◆ WHAT YOU NEED TO DO ◆
Rewrite the items below as a JSON list of strings, one string per line, with blank lines dropped. Leave the pictures out of your answer.

◆ AVAILABLE RECORDS ◆

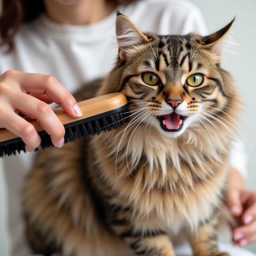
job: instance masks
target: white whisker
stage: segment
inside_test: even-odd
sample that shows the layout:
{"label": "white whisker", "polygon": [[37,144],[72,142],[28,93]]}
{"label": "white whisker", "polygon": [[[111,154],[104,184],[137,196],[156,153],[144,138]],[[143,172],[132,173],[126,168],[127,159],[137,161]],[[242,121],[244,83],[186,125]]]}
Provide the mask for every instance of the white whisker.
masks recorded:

◆ WORKED SOLUTION ◆
[
  "job: instance masks",
  "target: white whisker",
  "stage: segment",
  "inside_test: even-odd",
  "sample that shows the layout:",
  "{\"label\": \"white whisker\", \"polygon\": [[37,144],[72,142],[28,93]]}",
  "{\"label\": \"white whisker\", \"polygon\": [[[111,154],[104,184],[137,196],[156,153],[144,138]],[[143,172],[132,173],[126,168],[127,159],[137,161]],[[242,121],[244,83],[186,125]]]}",
  "Provide the mask for every instance of the white whisker.",
  "masks recorded:"
]